• **What is required**: Extract every line of the records below and reproduce each one word for word, keeping the original order.

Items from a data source
━━━
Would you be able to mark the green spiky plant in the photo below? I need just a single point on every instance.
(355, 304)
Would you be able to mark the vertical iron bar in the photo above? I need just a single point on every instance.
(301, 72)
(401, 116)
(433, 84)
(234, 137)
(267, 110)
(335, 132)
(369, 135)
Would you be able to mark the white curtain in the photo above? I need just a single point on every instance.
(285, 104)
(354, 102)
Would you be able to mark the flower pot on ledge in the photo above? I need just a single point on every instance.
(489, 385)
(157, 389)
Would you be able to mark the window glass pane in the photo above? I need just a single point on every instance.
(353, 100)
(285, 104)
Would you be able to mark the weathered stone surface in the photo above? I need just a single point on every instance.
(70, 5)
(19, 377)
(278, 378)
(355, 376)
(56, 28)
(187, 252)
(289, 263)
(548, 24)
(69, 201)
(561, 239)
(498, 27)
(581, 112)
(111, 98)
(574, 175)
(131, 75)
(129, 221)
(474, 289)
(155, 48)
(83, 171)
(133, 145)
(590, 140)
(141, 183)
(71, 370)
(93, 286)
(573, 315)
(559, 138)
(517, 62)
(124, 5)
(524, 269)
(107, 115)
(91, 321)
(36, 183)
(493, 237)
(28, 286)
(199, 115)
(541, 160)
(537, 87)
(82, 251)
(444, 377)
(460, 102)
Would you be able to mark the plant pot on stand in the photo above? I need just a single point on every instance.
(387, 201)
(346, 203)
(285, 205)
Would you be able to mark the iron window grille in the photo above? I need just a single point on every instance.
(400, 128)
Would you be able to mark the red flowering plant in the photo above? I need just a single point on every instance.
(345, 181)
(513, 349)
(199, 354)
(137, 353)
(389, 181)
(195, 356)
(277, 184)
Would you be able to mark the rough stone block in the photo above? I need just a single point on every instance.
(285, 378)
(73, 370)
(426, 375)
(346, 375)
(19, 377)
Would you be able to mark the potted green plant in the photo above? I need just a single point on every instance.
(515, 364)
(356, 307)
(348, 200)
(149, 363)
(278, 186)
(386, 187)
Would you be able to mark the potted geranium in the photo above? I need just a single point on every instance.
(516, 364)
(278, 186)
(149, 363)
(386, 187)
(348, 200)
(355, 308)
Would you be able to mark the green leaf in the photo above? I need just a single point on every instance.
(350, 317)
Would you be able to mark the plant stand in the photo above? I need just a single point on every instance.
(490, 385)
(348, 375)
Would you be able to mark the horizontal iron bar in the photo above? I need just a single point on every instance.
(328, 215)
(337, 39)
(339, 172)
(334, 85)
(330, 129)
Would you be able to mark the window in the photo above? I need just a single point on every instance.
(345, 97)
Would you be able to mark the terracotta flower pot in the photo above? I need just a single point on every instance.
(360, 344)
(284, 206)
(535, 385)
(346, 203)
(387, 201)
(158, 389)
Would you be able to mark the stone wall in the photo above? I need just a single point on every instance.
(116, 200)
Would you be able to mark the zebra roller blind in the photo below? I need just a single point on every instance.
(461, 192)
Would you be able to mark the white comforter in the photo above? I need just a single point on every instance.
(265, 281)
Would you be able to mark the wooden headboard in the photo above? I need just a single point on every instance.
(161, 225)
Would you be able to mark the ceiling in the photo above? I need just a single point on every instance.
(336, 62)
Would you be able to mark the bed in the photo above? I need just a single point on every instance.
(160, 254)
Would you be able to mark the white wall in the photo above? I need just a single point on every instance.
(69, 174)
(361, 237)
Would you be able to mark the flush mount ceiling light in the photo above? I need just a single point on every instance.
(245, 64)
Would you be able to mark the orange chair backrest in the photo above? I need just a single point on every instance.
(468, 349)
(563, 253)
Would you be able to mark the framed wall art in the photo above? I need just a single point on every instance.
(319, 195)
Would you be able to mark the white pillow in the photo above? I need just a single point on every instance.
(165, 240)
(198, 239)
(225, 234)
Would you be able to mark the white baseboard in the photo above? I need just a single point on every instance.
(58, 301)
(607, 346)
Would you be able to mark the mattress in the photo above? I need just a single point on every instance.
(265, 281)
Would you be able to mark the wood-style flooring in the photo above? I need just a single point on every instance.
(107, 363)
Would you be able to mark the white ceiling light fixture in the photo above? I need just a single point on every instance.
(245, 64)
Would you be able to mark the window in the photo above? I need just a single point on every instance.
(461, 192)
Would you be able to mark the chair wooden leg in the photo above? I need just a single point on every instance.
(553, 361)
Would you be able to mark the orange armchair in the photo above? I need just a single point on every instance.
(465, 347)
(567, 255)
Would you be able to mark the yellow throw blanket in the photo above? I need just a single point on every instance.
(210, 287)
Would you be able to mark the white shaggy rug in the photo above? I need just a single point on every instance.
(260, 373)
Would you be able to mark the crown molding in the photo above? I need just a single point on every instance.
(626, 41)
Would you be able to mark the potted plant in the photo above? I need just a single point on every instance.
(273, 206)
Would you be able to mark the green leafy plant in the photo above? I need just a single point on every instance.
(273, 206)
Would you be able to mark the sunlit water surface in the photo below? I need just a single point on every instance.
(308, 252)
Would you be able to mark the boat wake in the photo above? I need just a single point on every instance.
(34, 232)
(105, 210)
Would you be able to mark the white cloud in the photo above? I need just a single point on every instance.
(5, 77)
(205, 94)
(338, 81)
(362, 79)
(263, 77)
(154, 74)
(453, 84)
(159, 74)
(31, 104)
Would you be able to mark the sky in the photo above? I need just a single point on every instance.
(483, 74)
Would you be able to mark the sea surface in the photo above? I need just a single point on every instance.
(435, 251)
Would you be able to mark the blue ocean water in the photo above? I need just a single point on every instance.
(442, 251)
━━━
• **Output below**:
Would you be able to mark the green spiky plant in the photo below? I need just a single point on every instance.
(355, 304)
Would you be able to mark the vertical iron bar in the photo above? I need just a single point on every instance.
(301, 72)
(401, 116)
(433, 84)
(234, 137)
(267, 110)
(335, 132)
(369, 135)
Would you be able to mark the white curtain in the photo above? I need just a single point on every instance.
(285, 104)
(354, 102)
Would you be able to mark the flower pot on ledge in the photo above? I need just a single point on every instance.
(489, 385)
(157, 389)
Would you be able to mark the window glass pane in the photo above? I need just a single point on every instance.
(353, 100)
(285, 104)
Would you be able to mark the weathered stone surface in the photo above? I need just a single point on every instance.
(70, 5)
(19, 377)
(278, 378)
(355, 376)
(56, 28)
(187, 252)
(289, 263)
(548, 24)
(69, 201)
(561, 239)
(498, 27)
(581, 112)
(111, 98)
(574, 175)
(131, 75)
(129, 221)
(474, 289)
(155, 48)
(83, 171)
(133, 145)
(590, 140)
(141, 183)
(71, 370)
(93, 286)
(573, 315)
(559, 138)
(517, 62)
(124, 5)
(524, 269)
(107, 115)
(91, 321)
(36, 183)
(493, 237)
(28, 286)
(199, 115)
(541, 160)
(537, 87)
(82, 251)
(444, 377)
(460, 102)
Would you be able to mark the plant pot on stand in the photo above? I need just a single point on every instance.
(387, 201)
(346, 203)
(285, 205)
Would you be able to mark the iron window grille in the photo above? I need just a single point on every instance.
(400, 128)
Would you be able to mark the red flowering plant in the photo above? I need just a single point on every instance.
(345, 181)
(513, 349)
(199, 354)
(137, 353)
(389, 181)
(195, 356)
(277, 184)
Would you be able to mark the rough stone block in the photo above? I need just a single point on every instance.
(285, 378)
(73, 370)
(426, 375)
(346, 375)
(19, 377)
Would you be able to mark the potted green plant in the photo above? I need just a single point on every instance.
(515, 364)
(356, 307)
(348, 200)
(149, 363)
(278, 186)
(386, 187)
Would you be able to mark the potted geranium in the photo above? I need just a single point on every instance.
(516, 364)
(278, 186)
(149, 363)
(386, 187)
(348, 200)
(355, 308)
Would you be able to mark the green leaf in the photo above? I need just a single point on every instance.
(350, 317)
Would you be able to mark the plant stand in the photo above? I need just a single point on every instance.
(490, 385)
(348, 375)
Would you be able to mark the horizontal iron bar in the photo above? I need just a single point on every instance.
(328, 215)
(337, 39)
(339, 172)
(334, 85)
(330, 129)
Would you be able to mark the window in the photo above? I need just a single point on every instance.
(345, 97)
Would you be able to mark the terracotta flower pot in the photo above? I need just a single point on every instance.
(360, 344)
(284, 206)
(535, 385)
(346, 203)
(387, 201)
(158, 389)
Would you be able to mark the stone wall in the photo above? I need just a single point on every instance.
(116, 200)
Would you be able to mark the zebra roller blind in the photo below? I need just a single point on every instance.
(461, 192)
Would you be able to mark the white comforter in the photo above? I need just a single point on every instance.
(265, 281)
Would you be able to mark the wooden headboard in the photo above? I need just a single point on every instance.
(161, 225)
Would you be able to mark the ceiling in the photo above? I need just a single point on every instance.
(336, 62)
Would you be able to mark the bed in the photo above? I need just a single point on every instance.
(160, 254)
Would you be able to mark the white wall in the photo above? I need just a single point on every instance.
(69, 174)
(361, 237)
Would you be able to mark the flush mount ceiling light in the photo above? I need just a single point on every instance.
(245, 64)
Would you be able to mark the orange chair backrest in the photo above? I need just a single point on every instance.
(468, 349)
(563, 253)
Would you be able to mark the framed wall art in the photo above? I need just a single point on every instance.
(319, 195)
Would you be able to mark the white pillow in the photo above? I need just a single point on every instance.
(165, 240)
(198, 239)
(225, 234)
Would you be able to mark the white baseboard in the photo above? I need just a single point on every instance.
(58, 301)
(607, 346)
Would you be able to mark the mattress in the photo above? I need just a single point on every instance.
(265, 281)
Would you be able to mark the wood-style flooring in the photo above? I need just a single point on every instance.
(107, 363)
Would you be able to mark the white ceiling light fixture in the photo above? I need just a single point on every instance.
(245, 64)
Would you be able to mark the window in the photo above? I need just a single point on every instance.
(461, 192)
Would you be able to mark the chair wooden leg in the photo above? I need just a single point on every instance.
(553, 361)
Would you be able to mark the orange armchair in the photo above? I need just a single point on every instance.
(465, 347)
(567, 255)
Would you be able to mark the yellow throw blanket in the photo above? I need just a single point on every instance.
(210, 287)
Would you be able to mark the white shaggy rug in the photo above? I need just a single point on every instance.
(260, 373)
Would you be able to mark the crown molding in the photo above? I need just a single point on every instance.
(626, 41)
Would you be able to mark the potted plant in the photo above? I need just a single point on every instance.
(273, 206)
Would you be able to mark the green leafy plant in the photo above? I need just a single point on every instance.
(273, 206)
Would you be able to mark the sunlit water surface in the photo below? I need just a single point on every instance.
(308, 252)
Would you be able to mark the boat wake in the photo above? I need just a single point on every instance.
(34, 232)
(105, 210)
Would you be able to mark the white cloud in the photo above? I need just a single point on every instance.
(5, 77)
(205, 94)
(338, 81)
(362, 79)
(263, 77)
(154, 74)
(453, 84)
(159, 74)
(31, 104)
Would you be able to mark the sky in the photo above? I need just a single point on every instance.
(483, 74)
Would you be able to mark the sea surface in the photo above? I need just a single point on every instance.
(435, 251)
Would you be able to mark the blue ocean water in the photo above? I need just a single point on every instance.
(442, 251)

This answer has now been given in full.